COMPLETE THE FOLLOWING:
a) In the Fraser biography text, who succeeded Fraser as master of Massey College?
b) Carry on the Fraser biography text from its last sentence.
== TEXT SHOWN

===Massey College===
In 1995, Fraser was elected the master of Massey College and chair of its governing corporation to a seven-year term and was subsequently re-elected to two further seven-year terms. Among his achievements at Massey were a $3.5-million renovation to the Robertson Davies Library, St. Catherine's Chapel and handicap access to the college. Other achievements include increasing its endowment to approximately $12,000,000 ($7,577,184 in the college's 2005 tax return and $4,000,000 held for student bursaries at the U of T's School of Graduate Studies). Other achievements include tripling the number of senior fellows and increasing the number of non-resident junior fellows; creating bursary support to non-resident junior fellows; pioneering academic support programs for "Writers in Exile" and "Scholars at Risk"; and establishing the Quadrangle Society in 1997 which extended the college's mandate to be a bridge community between "town and gown". The Quadrangle Society originally started with 99 (one fewer member than the Junior Fellowship at the suggestion of the then don of hall, Marc Ozon), and has now expanded to over 200. He has taught university courses at York University (drama criticism) and the University of Toronto (Canadian culture, and currently the history of Canadian newspapers). At Massey, he founded the Canadian Institute for the Study of the Crown in Canada. In addition, he led the process that saw the College’s St. Catherine’s Chapel named by Queen Elizabeth as the third “chapel royal” in Canada following an association with the Mississaugas of the New Credit First Nation. Fraser retired as master of Massey College in 2014 when he was named Master Emeritus and was appointed Founding Patron of the Quadrangle Society. He was succeeded by Hugh Segal, retired Senator from Ontario.

===Awards===
Fraser has received honorary degrees from Memorial University of Newfoundland (D.Litt.), University of King's College in Halifax, Nova Scotia (D.C.L.), York University in Toronto (LL.D.), and Trinity College in the University of a Toronto (D.S.L). He has received medals from the Queen (Silver Jubilee, 1977; Golden Jubilee, 2002; Diamond Jubilee 2012) and also the 1967 Centennial medal. In journalism, he has won three National Newspaper Awards, seven National Magazine Awards, and "Editor of the Year" from the Canadian Magazine Editors Society. His book, The Chinese: Portrait of a People was a Book-of-the-Month Club main choice in 1981 and was nominated for the Governor General's Literary Award in non-fiction. A book on the American Ballet Theatre and Mikhail Baryshnikov, Private View, was a Book-of-the-Month Club alternate choice in 1989 and won a Dance Magazine "book of the year" award. In 2001, he was made a Member of the Order of Canada. For his professional lifetime in journalism, he was named to the Canadian News Hall of Fame (2016) and later, in 2020, he was awarded the rarely-bestowed lifetime achievement Michener-Baxter Special Award for public service journalism.
====
== INFORMATION PROVIDED
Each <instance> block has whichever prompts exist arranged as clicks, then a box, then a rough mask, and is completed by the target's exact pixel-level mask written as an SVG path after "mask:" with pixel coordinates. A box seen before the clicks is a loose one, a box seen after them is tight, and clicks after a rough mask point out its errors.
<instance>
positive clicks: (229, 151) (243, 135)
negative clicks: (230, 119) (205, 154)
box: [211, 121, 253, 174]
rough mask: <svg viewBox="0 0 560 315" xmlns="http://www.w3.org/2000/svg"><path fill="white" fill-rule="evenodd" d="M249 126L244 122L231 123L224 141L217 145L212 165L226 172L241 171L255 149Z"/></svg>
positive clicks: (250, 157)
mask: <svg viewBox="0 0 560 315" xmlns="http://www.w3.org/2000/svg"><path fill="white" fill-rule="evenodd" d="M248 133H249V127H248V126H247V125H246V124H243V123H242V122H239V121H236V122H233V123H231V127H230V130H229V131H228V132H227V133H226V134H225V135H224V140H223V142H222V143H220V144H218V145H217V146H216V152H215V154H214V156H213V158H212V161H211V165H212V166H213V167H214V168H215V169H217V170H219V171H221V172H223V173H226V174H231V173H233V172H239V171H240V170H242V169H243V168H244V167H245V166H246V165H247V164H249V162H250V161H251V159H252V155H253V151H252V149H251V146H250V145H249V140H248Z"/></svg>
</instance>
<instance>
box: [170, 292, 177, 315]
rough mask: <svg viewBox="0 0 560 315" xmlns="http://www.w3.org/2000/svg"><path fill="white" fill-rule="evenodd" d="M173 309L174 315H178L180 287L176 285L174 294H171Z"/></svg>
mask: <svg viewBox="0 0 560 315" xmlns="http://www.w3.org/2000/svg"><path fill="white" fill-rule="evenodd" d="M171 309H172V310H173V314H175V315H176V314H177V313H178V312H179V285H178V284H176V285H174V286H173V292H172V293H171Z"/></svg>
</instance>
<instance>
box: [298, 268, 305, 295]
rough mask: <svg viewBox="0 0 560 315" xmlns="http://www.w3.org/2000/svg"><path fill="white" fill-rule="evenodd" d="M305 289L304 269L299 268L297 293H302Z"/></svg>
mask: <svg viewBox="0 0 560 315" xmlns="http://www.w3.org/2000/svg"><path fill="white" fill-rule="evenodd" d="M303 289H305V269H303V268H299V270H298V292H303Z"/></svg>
====
ANSWERS TO THE EXERCISE:
a) Hugh Segal, a retired Senator from Ontario.

b)
==Personal life==
Fraser is married to Elizabeth MacCallum, and the couple have three daughters and one grandson. He is a committed Anglican, and has served as both a Sunday school teacher and as rector's warden at his former church, St. Clement's, Eglinton, in Toronto, and as a Sunday school teacher at St. James Cathedral. As the founder and first president of the Institute for the Study of the Crown in Canada (housed at Massey College in the University of Toronto), he remains a committed monarchist.

==Selected bibliography==
- Kain and Augustyn, 1977
- The Chinese: Portrait of a People, 1980
- Telling Tales, 1985
- Saturday Night Lives! Selected Diaries, 1995.
- Stolen China (novel), 1996
- Eminent Canadians: Candid Tales of Then and Now, 2000
- Mad About the Bay (with Elizabeth MacCallum), 2004 ISBN 978-1-5526-3274-1.
- The Secret of the Crown: Canada's Affair with Royalty, 2012, House of Anansi Press, Toronto, ISBN 978-1-77089-035-0
- The Master’s Menagerie: Gaudy Night Bedtime Stories, 2014, The Battered Box Press, Toronto, ISBN 978-1-55246-942-2.